EXTRACTED MATERIAL section start
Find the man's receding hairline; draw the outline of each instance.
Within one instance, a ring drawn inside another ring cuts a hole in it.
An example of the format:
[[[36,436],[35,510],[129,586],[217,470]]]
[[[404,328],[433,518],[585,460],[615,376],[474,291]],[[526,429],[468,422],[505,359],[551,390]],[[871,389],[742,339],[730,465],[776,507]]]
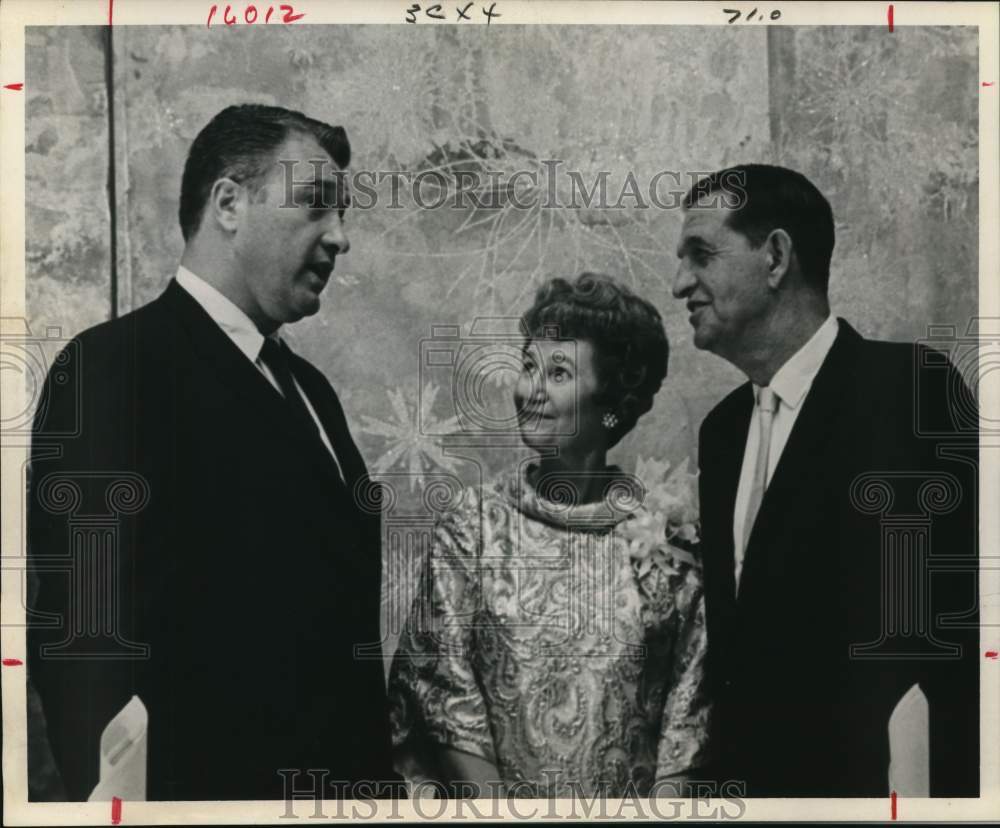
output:
[[[264,183],[271,176],[276,174],[281,175],[282,173],[281,162],[283,160],[282,151],[285,150],[288,147],[288,145],[296,138],[307,138],[307,139],[311,138],[313,143],[315,144],[315,148],[318,149],[320,152],[322,152],[325,157],[322,159],[320,159],[319,157],[296,158],[294,159],[293,167],[297,167],[299,164],[307,164],[311,168],[315,169],[315,165],[312,162],[314,160],[316,161],[322,160],[323,166],[330,164],[333,166],[334,170],[343,171],[344,168],[337,163],[337,160],[330,154],[330,151],[323,147],[323,145],[319,142],[319,139],[312,132],[310,132],[308,129],[295,126],[289,129],[288,135],[285,136],[285,139],[280,144],[278,144],[278,146],[276,146],[272,150],[269,150],[270,161],[265,165],[264,170],[262,170],[261,175],[258,177],[257,180],[257,184],[261,186],[261,188],[263,188]],[[286,159],[286,160],[292,160],[292,159]],[[317,181],[320,183],[326,180],[327,179],[324,176],[320,176],[320,178],[317,179]]]
[[[709,198],[709,195],[706,195],[705,198]],[[699,206],[696,202],[695,204],[692,204],[690,207],[682,208],[682,214],[684,220],[686,221],[688,218],[696,218],[698,216],[708,216],[708,214],[713,210],[719,210],[722,212],[723,227],[729,228],[734,233],[740,232],[735,227],[733,227],[732,224],[730,224],[733,216],[739,213],[738,207],[727,207],[724,204],[708,204],[704,206]]]
[[[709,195],[706,195],[704,197],[709,198]],[[707,215],[710,210],[718,210],[720,213],[722,213],[723,227],[728,227],[734,233],[739,233],[741,236],[746,236],[747,235],[746,232],[740,230],[738,227],[733,227],[733,222],[736,221],[740,215],[742,215],[745,209],[746,209],[745,205],[741,207],[730,207],[726,204],[711,204],[711,205],[706,205],[704,207],[699,207],[697,203],[695,203],[691,207],[685,207],[684,214],[685,216],[689,216],[692,214],[697,215],[699,213],[702,215]],[[770,233],[772,230],[784,230],[786,233],[788,233],[788,228],[782,227],[780,224],[775,224],[775,226],[772,227],[771,230],[768,230],[768,232]]]
[[[281,165],[281,161],[282,161],[281,152],[282,152],[282,150],[284,150],[285,148],[287,148],[288,145],[292,141],[294,141],[296,138],[311,139],[312,142],[313,142],[313,144],[315,145],[313,147],[313,149],[318,149],[321,153],[323,153],[324,157],[322,159],[319,158],[318,156],[296,158],[296,159],[294,159],[294,165],[295,166],[298,166],[299,164],[309,164],[310,166],[314,166],[313,163],[312,163],[313,161],[320,161],[320,160],[322,160],[324,166],[326,166],[327,164],[330,164],[330,165],[333,166],[334,170],[336,170],[338,172],[343,172],[344,167],[341,167],[340,164],[337,163],[337,159],[334,158],[333,154],[328,149],[326,149],[326,147],[324,147],[320,143],[319,138],[317,138],[316,135],[314,135],[308,129],[303,129],[301,127],[292,127],[290,129],[288,135],[285,136],[285,140],[282,141],[280,144],[278,144],[278,146],[276,146],[272,150],[271,165],[268,168],[268,172],[269,173],[271,171],[273,171],[273,170],[280,170],[281,169],[281,166],[282,166]],[[291,159],[288,159],[288,160],[291,160]],[[321,177],[320,180],[324,180],[324,179]]]

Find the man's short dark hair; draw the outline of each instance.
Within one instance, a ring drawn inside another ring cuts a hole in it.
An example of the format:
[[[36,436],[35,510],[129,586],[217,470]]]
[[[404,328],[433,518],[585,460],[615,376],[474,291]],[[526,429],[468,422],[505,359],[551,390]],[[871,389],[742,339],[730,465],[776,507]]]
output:
[[[697,209],[698,200],[723,193],[726,203],[738,202],[729,227],[760,247],[772,230],[782,229],[792,239],[803,278],[826,293],[830,259],[836,236],[830,202],[802,173],[769,164],[740,164],[701,179],[684,196],[685,209]],[[733,199],[733,194],[738,199]]]
[[[274,151],[295,133],[312,136],[337,166],[351,161],[343,127],[330,126],[280,106],[228,106],[198,133],[181,179],[179,218],[187,241],[201,224],[212,187],[220,178],[256,189],[275,161]]]
[[[594,348],[598,400],[618,415],[611,445],[628,434],[653,407],[667,376],[670,348],[660,312],[625,285],[602,273],[582,273],[575,282],[551,279],[521,317],[529,340],[581,339]]]

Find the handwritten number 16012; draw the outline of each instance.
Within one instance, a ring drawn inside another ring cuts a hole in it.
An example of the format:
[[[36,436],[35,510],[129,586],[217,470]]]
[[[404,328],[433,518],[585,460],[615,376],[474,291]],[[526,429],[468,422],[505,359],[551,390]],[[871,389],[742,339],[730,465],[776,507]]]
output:
[[[212,18],[215,17],[215,13],[218,10],[219,7],[217,5],[213,5],[212,8],[208,10],[208,20],[205,22],[206,26],[212,25]],[[281,5],[279,5],[278,11],[283,13],[283,16],[280,16],[279,18],[276,19],[275,22],[278,23],[294,23],[296,20],[299,20],[300,18],[306,16],[305,12],[296,14],[295,9],[293,9],[288,3],[282,3]],[[274,6],[268,6],[267,11],[264,12],[265,23],[271,22],[272,14],[274,14]],[[257,7],[255,5],[251,3],[244,7],[243,9],[244,23],[256,23],[257,17],[258,17]],[[237,18],[236,15],[233,13],[233,7],[231,5],[227,5],[226,8],[222,10],[222,22],[225,23],[227,26],[232,26],[234,23],[240,22],[239,18]]]
[[[736,21],[738,21],[740,19],[740,17],[743,16],[743,12],[740,11],[739,9],[723,9],[722,13],[723,14],[731,14],[732,15],[732,17],[730,17],[726,21],[727,23],[735,23]],[[771,12],[770,17],[771,17],[771,20],[777,20],[779,17],[781,17],[781,11],[779,11],[778,9],[775,9],[773,12]],[[757,17],[757,9],[754,8],[754,9],[751,9],[747,13],[747,16],[746,16],[746,18],[744,19],[743,22],[744,23],[749,23],[754,18],[756,18],[758,20],[764,20],[765,19],[763,14],[761,14],[760,17]]]

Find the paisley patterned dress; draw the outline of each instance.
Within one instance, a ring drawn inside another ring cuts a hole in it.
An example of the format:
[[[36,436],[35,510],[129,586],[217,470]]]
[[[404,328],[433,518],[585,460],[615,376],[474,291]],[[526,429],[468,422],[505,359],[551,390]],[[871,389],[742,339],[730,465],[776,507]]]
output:
[[[398,767],[434,779],[446,746],[531,795],[645,795],[707,759],[699,569],[640,566],[628,510],[553,503],[528,476],[438,521],[390,674]]]

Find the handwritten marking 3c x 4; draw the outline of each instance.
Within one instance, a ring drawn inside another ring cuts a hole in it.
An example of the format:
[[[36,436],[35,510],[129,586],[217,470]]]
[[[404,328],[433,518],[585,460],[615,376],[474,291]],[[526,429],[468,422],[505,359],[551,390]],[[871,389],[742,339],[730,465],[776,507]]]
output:
[[[463,20],[472,20],[472,17],[470,16],[471,12],[469,10],[473,8],[475,5],[476,5],[475,3],[464,3],[461,6],[455,6],[454,8],[456,14],[454,17],[454,21],[456,23],[461,23]],[[500,14],[500,12],[496,10],[496,7],[497,7],[496,3],[490,3],[489,8],[486,8],[486,5],[483,4],[483,7],[480,9],[480,11],[486,17],[487,26],[490,25],[494,17],[503,16]],[[427,6],[426,8],[422,8],[419,3],[413,3],[406,10],[406,22],[416,23],[417,15],[420,14],[421,11],[423,11],[424,16],[430,20],[448,19],[448,15],[444,10],[444,6],[442,6],[440,3],[434,3],[430,6]]]

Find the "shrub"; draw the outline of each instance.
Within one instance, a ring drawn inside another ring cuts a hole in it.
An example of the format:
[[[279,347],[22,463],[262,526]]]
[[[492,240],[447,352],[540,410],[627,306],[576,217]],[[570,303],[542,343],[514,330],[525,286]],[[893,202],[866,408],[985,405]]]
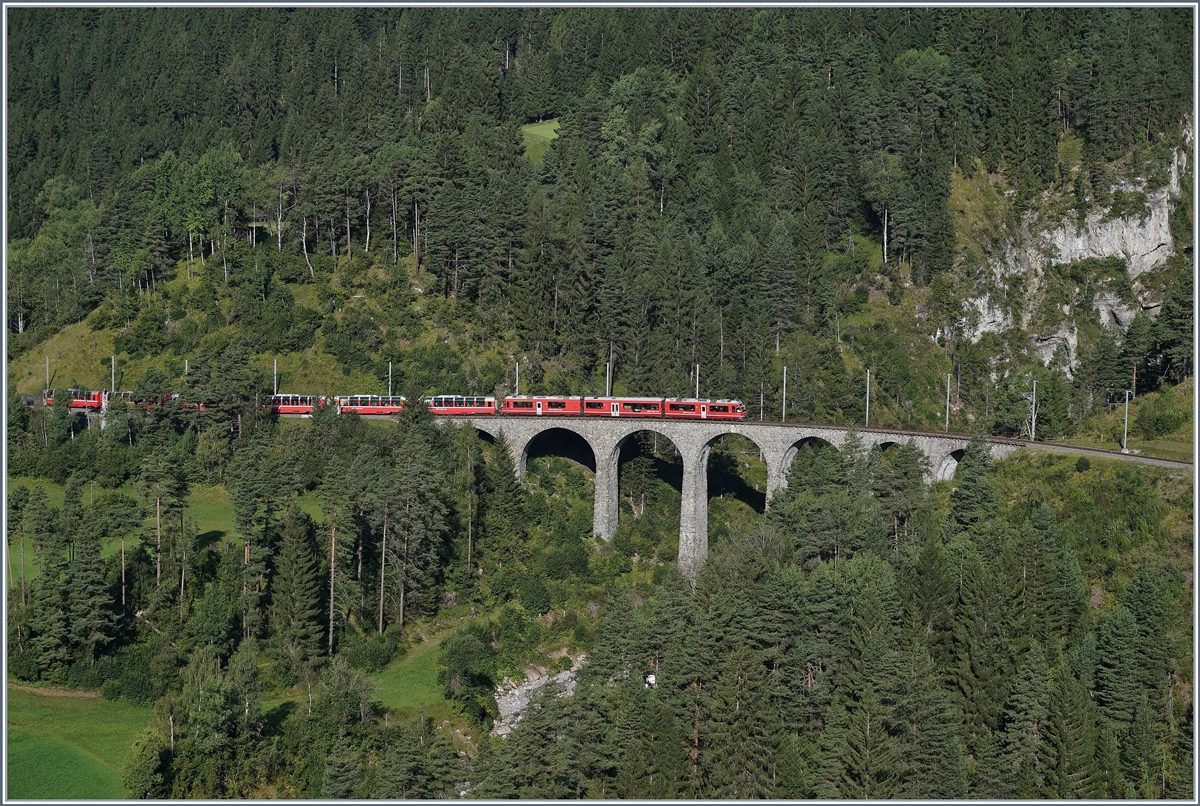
EXTRACTED MATERIAL section end
Locate and copy each line in the data above that includes the word "outline".

[SOLUTION FOR THIS EXERCISE]:
Find the man's receding hairline; draw the outline of each instance.
Find the man's short dark hair; draw the outline of each instance.
Find the handwritten number 16012; draw the outline of each instance.
Find the paisley patterned dress; draw the outline of each instance.
Find the handwritten marking 3c x 4; draw the outline of each instance.
Find the "shrub"; draw the outline of each instance.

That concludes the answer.